**Problem**: Determine which lines of the records include the word "sword", and copy them.

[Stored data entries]
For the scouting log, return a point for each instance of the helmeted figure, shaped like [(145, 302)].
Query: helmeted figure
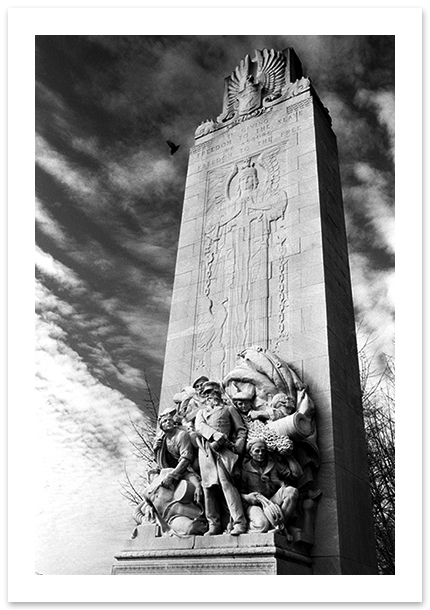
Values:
[(221, 437), (267, 490)]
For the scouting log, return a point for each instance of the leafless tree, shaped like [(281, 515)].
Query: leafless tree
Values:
[(379, 419)]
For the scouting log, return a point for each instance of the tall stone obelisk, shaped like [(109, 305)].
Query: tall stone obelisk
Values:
[(263, 260)]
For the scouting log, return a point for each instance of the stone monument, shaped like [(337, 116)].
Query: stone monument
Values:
[(261, 448)]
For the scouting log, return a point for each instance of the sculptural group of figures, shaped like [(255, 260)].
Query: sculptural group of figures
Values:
[(237, 456)]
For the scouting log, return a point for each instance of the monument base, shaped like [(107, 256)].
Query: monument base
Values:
[(252, 553)]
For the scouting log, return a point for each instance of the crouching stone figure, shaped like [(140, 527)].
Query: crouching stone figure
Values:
[(269, 499)]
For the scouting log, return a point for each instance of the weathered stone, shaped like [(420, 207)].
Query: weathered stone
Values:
[(262, 260)]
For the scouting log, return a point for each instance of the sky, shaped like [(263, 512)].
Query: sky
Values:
[(108, 209)]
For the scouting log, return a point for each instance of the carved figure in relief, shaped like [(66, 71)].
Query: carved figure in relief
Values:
[(221, 440), (240, 223), (268, 495)]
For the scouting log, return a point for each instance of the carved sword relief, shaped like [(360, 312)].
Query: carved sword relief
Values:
[(244, 207)]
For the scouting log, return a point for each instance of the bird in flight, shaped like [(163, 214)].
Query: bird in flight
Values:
[(173, 147)]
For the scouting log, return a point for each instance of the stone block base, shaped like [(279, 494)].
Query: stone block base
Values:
[(263, 554)]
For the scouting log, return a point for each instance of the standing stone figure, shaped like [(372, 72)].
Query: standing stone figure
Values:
[(175, 493), (221, 440)]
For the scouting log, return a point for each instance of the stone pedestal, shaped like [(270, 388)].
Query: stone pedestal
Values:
[(261, 554)]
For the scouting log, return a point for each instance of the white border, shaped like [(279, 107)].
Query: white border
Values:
[(406, 25)]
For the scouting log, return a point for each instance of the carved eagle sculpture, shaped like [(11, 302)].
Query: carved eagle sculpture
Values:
[(173, 147), (267, 71)]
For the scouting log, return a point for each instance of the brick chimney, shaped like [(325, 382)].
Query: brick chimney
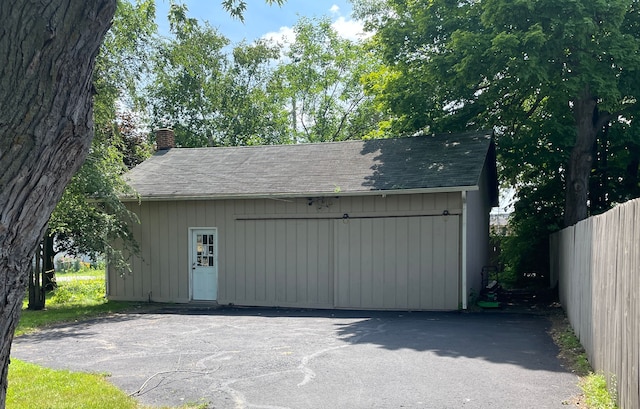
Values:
[(165, 139)]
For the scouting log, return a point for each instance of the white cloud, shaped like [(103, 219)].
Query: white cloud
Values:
[(350, 29), (285, 35), (346, 28)]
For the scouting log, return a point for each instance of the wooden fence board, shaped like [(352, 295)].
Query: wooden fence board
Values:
[(597, 263)]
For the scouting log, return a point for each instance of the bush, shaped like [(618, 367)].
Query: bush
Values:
[(79, 292)]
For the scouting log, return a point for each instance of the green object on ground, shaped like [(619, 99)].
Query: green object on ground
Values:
[(488, 304)]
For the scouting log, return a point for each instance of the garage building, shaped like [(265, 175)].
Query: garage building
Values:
[(397, 224)]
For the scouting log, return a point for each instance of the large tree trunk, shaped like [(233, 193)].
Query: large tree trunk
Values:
[(47, 49), (588, 124)]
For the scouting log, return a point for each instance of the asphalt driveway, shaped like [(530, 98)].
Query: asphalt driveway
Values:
[(271, 358)]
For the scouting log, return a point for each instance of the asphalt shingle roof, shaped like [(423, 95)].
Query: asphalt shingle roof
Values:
[(438, 162)]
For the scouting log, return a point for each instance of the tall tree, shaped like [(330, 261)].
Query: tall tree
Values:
[(322, 83), (210, 97), (545, 73), (46, 126)]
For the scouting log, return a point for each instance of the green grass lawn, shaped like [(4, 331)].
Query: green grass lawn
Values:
[(32, 386)]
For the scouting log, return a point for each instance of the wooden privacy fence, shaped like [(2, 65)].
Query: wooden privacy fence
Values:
[(597, 264)]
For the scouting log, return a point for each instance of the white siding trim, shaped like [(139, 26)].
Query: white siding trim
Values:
[(463, 267)]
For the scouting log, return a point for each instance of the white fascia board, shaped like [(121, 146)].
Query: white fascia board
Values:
[(300, 194)]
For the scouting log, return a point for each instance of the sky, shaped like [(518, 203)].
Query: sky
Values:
[(262, 20)]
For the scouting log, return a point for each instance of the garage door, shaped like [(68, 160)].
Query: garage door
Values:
[(397, 263), (282, 263)]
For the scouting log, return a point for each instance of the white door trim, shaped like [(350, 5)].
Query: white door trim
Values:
[(193, 261)]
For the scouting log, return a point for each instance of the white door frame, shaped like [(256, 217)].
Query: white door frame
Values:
[(192, 260)]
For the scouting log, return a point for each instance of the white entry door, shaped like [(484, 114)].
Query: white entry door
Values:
[(204, 264)]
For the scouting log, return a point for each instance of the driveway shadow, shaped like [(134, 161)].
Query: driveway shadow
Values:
[(501, 337)]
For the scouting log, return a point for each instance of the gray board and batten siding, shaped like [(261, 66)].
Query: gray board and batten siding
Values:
[(361, 224)]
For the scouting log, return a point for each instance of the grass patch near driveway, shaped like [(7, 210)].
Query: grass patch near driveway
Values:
[(73, 300), (34, 387)]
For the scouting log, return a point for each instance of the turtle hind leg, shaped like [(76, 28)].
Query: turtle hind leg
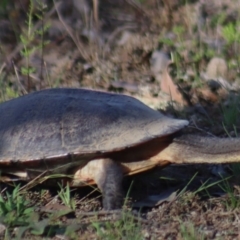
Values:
[(110, 184)]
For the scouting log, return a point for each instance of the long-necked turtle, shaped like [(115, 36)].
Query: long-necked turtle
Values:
[(97, 137)]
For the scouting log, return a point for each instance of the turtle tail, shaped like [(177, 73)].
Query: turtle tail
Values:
[(197, 149)]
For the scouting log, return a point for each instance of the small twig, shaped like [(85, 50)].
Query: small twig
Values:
[(19, 82)]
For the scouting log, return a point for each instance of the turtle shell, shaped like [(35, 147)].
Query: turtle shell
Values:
[(62, 125)]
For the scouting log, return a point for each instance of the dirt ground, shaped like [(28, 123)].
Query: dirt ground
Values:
[(178, 57)]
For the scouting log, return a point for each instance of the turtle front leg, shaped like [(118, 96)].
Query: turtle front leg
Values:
[(108, 175), (109, 181)]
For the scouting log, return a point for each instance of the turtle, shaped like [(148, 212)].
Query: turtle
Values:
[(96, 137)]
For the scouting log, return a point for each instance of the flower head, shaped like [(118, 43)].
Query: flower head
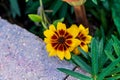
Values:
[(61, 41), (75, 2), (84, 38)]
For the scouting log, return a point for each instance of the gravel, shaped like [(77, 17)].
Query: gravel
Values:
[(23, 56)]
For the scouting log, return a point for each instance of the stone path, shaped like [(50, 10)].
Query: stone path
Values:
[(23, 56)]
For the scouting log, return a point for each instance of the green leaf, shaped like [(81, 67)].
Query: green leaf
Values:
[(81, 63), (83, 53), (94, 1), (109, 50), (59, 20), (108, 69), (115, 5), (35, 17), (74, 74), (102, 57), (14, 8), (94, 56), (63, 10), (116, 45), (114, 71), (109, 55), (57, 6)]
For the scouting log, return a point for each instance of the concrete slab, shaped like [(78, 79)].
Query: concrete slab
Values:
[(23, 56)]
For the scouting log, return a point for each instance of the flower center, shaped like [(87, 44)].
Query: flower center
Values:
[(61, 40)]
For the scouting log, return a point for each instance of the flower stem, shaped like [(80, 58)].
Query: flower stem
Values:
[(42, 14), (45, 27), (81, 15)]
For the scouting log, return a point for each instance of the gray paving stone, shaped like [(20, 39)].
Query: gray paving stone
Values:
[(23, 56), (79, 70)]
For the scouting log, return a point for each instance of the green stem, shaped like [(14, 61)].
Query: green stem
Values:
[(45, 27), (42, 14)]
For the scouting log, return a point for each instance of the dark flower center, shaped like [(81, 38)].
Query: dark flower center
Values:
[(61, 40)]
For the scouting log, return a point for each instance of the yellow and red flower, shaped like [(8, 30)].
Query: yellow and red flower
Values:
[(61, 41), (75, 2), (84, 38)]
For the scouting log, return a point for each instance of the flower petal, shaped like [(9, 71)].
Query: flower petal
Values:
[(61, 26), (67, 55), (75, 43), (88, 39), (52, 53), (73, 30), (60, 54), (52, 27), (48, 33), (85, 31)]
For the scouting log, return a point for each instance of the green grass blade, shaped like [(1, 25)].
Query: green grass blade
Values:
[(102, 56), (115, 5), (94, 56), (114, 71), (14, 8), (109, 55), (109, 50), (35, 17), (81, 63), (74, 74), (57, 6), (116, 45), (108, 69), (83, 53)]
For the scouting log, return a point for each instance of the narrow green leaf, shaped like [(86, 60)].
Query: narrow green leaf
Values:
[(114, 71), (108, 69), (94, 1), (116, 45), (83, 53), (102, 57), (57, 6), (63, 10), (111, 78), (115, 5), (14, 8), (74, 74), (81, 63), (109, 55), (35, 17), (58, 20), (94, 56)]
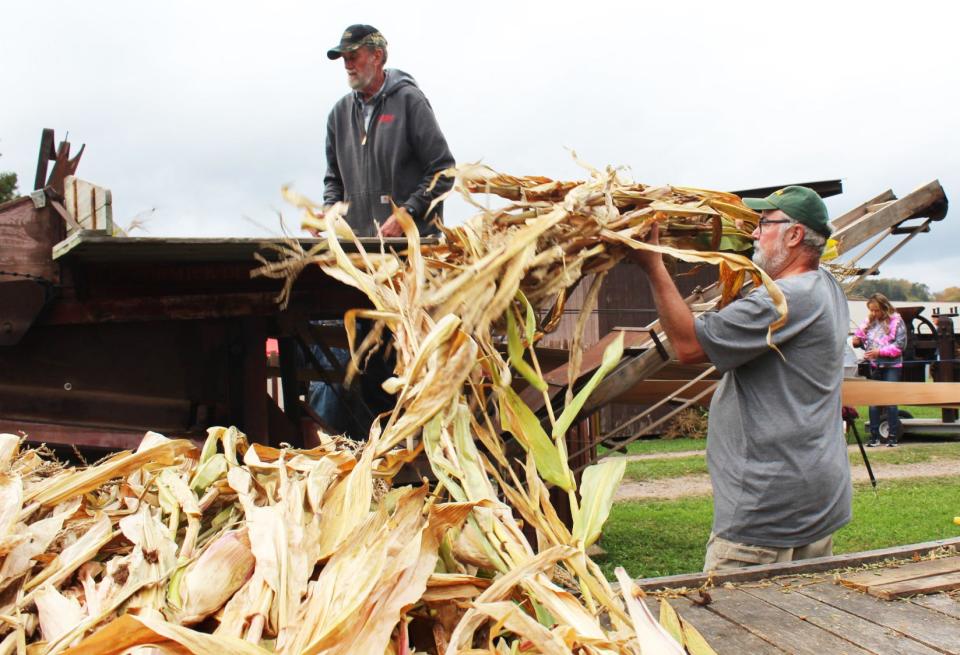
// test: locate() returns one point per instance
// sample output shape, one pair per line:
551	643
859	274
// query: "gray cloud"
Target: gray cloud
200	111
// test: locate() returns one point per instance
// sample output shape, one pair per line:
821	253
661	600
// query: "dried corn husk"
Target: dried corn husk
294	551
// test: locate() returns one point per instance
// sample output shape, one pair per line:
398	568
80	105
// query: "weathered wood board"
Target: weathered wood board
876	392
866	580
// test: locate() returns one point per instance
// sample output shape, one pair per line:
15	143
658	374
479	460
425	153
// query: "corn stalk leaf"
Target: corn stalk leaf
597	489
611	357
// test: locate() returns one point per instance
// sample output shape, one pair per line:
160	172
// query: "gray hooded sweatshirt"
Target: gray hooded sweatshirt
395	160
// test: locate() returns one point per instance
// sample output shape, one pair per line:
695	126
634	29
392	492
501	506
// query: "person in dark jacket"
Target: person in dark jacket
384	144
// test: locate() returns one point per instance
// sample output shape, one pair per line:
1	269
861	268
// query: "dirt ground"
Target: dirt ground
699	485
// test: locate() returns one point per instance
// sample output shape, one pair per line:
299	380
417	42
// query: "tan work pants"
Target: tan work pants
723	554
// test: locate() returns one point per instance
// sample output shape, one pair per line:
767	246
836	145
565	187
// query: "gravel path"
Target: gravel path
699	485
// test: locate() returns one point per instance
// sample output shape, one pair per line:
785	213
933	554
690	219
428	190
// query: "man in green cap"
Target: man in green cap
775	445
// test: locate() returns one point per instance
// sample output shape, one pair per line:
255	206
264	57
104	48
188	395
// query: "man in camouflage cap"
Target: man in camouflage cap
383	141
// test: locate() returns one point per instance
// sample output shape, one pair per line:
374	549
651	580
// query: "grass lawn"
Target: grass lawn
909	453
656	538
650	446
655	469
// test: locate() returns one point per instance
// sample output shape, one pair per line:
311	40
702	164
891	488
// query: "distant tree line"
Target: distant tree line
892	288
8	186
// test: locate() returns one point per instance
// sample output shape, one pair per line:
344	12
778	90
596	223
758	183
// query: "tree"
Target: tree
8	186
892	288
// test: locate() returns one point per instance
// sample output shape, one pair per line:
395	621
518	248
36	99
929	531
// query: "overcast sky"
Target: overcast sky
195	113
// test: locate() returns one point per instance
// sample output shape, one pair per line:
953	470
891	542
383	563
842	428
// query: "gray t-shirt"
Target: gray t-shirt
775	445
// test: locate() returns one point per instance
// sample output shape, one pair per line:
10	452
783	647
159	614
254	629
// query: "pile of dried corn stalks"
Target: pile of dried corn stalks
246	549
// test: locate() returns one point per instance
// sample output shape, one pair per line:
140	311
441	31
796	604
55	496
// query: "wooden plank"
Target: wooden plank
858	392
91	206
838	621
925	626
27	234
648	392
860	210
943	603
724	636
594	355
863	580
779	627
930	584
97	246
929	196
798	567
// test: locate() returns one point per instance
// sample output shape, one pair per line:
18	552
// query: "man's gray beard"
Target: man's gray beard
774	264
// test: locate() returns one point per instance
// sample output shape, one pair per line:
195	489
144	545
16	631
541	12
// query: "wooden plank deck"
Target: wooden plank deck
786	609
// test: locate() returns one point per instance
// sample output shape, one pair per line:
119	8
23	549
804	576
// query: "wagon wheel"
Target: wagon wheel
884	427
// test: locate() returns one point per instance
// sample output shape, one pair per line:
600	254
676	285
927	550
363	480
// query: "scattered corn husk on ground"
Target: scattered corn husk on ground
240	548
464	316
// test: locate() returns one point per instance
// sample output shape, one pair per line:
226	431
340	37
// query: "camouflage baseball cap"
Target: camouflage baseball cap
355	37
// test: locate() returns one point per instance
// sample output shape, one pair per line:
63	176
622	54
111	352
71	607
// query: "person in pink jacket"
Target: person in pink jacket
883	336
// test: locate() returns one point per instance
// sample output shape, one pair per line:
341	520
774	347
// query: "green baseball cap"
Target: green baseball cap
800	203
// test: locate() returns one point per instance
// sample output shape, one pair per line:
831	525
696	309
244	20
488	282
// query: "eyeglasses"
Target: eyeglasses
768	221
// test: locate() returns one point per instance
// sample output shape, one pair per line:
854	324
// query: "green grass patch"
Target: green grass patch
902	512
654	538
650	446
656	469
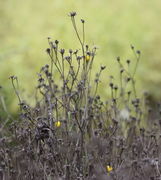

**Answer**:
For the scouting log, return a point for each instance of the carved sword relief, shaped like [(360, 312)].
Query: carved sword relief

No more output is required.